**WRITTEN REQUEST**
Repeat word for word the line with "the foliage, each" and every line after it until the records below run out.

## BEGIN

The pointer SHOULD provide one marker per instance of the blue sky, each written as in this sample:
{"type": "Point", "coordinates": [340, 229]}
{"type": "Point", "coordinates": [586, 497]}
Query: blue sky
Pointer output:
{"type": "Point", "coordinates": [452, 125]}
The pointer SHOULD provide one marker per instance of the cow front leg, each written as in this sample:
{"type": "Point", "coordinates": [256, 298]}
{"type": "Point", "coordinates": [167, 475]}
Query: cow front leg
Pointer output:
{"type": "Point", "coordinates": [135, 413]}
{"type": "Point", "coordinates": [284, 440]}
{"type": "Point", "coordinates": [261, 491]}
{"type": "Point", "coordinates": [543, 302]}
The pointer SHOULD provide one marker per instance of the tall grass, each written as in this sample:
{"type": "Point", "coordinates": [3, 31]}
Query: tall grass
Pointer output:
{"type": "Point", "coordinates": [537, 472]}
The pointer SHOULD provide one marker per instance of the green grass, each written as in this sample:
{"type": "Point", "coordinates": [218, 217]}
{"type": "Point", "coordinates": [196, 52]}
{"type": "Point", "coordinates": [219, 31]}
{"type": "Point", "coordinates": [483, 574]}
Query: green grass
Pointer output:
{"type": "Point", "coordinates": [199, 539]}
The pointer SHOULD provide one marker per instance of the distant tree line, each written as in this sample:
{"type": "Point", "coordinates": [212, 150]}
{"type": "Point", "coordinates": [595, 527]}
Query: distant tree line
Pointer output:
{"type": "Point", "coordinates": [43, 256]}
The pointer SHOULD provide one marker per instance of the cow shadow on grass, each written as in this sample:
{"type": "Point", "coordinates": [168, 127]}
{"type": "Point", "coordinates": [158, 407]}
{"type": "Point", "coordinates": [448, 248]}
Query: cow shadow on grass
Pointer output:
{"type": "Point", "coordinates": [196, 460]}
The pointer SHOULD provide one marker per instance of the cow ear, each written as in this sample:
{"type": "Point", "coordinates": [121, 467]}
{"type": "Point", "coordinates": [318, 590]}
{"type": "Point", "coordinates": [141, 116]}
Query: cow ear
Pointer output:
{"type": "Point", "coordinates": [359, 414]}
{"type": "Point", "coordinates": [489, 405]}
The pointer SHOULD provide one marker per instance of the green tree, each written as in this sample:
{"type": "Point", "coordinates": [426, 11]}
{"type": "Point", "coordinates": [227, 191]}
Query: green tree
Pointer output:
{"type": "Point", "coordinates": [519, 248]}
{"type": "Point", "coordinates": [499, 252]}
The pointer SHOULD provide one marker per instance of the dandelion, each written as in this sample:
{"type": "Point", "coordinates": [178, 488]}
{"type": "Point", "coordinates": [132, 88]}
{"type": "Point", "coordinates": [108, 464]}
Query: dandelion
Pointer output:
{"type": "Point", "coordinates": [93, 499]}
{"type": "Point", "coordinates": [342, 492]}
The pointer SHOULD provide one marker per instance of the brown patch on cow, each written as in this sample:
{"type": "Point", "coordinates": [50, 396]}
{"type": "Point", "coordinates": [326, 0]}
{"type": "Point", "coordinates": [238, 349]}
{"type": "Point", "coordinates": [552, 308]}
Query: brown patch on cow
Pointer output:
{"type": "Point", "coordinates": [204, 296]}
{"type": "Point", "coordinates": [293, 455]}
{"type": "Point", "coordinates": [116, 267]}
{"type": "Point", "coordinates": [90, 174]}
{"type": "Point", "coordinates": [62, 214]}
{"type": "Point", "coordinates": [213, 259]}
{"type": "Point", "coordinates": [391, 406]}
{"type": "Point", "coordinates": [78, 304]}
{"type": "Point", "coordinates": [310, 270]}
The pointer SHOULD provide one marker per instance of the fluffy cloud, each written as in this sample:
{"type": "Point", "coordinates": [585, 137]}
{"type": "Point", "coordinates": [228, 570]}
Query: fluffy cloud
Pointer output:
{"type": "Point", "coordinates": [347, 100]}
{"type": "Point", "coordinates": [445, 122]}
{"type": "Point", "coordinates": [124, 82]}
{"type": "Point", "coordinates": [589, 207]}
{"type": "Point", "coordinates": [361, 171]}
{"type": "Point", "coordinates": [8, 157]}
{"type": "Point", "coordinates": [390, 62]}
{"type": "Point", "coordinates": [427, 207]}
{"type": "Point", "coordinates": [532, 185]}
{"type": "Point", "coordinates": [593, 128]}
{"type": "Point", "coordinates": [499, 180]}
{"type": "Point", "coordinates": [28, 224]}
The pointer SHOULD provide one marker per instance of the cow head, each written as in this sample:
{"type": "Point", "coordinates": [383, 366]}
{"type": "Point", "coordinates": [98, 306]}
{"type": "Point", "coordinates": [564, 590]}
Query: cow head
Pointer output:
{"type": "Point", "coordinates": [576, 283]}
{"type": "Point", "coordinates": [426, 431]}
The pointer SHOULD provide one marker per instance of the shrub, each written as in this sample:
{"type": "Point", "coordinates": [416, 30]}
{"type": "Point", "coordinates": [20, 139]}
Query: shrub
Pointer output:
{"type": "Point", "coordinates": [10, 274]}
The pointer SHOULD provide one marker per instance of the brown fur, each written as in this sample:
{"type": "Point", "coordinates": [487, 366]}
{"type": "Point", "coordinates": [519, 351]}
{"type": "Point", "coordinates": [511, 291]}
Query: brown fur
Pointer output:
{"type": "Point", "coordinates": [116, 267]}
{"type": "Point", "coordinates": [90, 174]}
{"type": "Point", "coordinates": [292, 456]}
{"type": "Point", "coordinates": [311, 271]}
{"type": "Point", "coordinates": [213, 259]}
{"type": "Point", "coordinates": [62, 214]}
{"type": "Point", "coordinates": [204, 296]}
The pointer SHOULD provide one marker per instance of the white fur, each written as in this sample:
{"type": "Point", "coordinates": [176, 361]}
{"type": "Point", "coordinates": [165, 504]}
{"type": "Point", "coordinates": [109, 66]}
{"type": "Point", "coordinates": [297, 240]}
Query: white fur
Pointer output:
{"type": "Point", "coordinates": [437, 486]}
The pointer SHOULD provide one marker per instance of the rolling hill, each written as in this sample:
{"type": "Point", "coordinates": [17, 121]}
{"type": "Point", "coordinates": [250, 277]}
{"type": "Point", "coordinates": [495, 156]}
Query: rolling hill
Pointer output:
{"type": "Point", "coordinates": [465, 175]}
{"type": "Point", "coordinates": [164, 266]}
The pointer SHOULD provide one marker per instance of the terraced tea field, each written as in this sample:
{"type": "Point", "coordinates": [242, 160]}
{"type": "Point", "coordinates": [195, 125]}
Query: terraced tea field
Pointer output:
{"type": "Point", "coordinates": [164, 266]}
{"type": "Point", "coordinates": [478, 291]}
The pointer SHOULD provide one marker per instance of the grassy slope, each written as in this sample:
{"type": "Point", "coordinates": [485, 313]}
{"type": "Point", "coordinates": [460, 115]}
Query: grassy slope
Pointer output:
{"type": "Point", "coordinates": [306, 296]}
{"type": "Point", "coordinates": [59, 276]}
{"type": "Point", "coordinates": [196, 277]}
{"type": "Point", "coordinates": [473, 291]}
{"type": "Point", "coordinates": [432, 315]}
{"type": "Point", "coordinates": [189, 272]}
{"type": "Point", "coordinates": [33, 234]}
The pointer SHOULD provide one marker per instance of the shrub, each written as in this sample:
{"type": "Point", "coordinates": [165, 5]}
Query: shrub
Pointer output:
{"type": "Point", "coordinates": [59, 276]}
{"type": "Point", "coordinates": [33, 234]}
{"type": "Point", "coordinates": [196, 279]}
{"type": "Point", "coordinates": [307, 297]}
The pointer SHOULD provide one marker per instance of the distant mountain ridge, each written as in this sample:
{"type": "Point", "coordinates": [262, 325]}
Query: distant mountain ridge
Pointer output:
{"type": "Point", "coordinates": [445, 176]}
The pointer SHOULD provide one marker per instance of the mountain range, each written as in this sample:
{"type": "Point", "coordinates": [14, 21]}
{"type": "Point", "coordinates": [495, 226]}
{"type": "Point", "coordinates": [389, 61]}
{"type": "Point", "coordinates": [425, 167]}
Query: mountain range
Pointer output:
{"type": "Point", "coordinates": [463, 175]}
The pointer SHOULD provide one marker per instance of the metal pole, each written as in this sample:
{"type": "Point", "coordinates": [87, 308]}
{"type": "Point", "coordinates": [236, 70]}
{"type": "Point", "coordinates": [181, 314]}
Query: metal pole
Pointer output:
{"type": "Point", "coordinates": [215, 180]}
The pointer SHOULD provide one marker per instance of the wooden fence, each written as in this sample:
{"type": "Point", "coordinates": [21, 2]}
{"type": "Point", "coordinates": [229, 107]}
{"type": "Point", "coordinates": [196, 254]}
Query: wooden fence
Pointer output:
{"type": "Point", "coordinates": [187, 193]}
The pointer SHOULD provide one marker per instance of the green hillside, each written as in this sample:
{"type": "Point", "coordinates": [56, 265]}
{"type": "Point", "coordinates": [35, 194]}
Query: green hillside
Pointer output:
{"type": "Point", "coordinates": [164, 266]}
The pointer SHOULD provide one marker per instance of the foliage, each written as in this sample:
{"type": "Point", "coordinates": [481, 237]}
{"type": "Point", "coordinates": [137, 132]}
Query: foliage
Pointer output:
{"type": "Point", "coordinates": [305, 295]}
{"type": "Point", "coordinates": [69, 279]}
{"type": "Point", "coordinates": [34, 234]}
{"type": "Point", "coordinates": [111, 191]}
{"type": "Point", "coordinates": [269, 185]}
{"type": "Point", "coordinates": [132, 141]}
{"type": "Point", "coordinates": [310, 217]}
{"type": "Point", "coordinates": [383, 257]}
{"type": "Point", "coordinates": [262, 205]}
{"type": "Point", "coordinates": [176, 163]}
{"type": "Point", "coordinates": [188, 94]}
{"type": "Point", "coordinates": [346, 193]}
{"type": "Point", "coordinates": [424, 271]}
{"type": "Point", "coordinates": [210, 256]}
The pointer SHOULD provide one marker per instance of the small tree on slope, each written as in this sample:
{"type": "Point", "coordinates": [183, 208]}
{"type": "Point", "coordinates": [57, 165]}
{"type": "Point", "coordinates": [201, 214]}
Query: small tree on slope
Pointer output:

## END

**OUTPUT FOR THIS EXERCISE**
The pointer SHOULD provide one marker per instance of the foliage, each written as in this sample:
{"type": "Point", "coordinates": [481, 237]}
{"type": "Point", "coordinates": [137, 132]}
Query: foliage
Pointer output:
{"type": "Point", "coordinates": [305, 295]}
{"type": "Point", "coordinates": [69, 279]}
{"type": "Point", "coordinates": [34, 234]}
{"type": "Point", "coordinates": [111, 191]}
{"type": "Point", "coordinates": [269, 185]}
{"type": "Point", "coordinates": [132, 141]}
{"type": "Point", "coordinates": [310, 217]}
{"type": "Point", "coordinates": [383, 257]}
{"type": "Point", "coordinates": [262, 205]}
{"type": "Point", "coordinates": [176, 163]}
{"type": "Point", "coordinates": [188, 94]}
{"type": "Point", "coordinates": [346, 193]}
{"type": "Point", "coordinates": [424, 271]}
{"type": "Point", "coordinates": [210, 256]}
The pointer SHOULD provide one marker per instance of the small tree on slope, each written as in this sample:
{"type": "Point", "coordinates": [183, 208]}
{"type": "Point", "coordinates": [57, 165]}
{"type": "Point", "coordinates": [201, 214]}
Query: small tree on slope
Pointer output:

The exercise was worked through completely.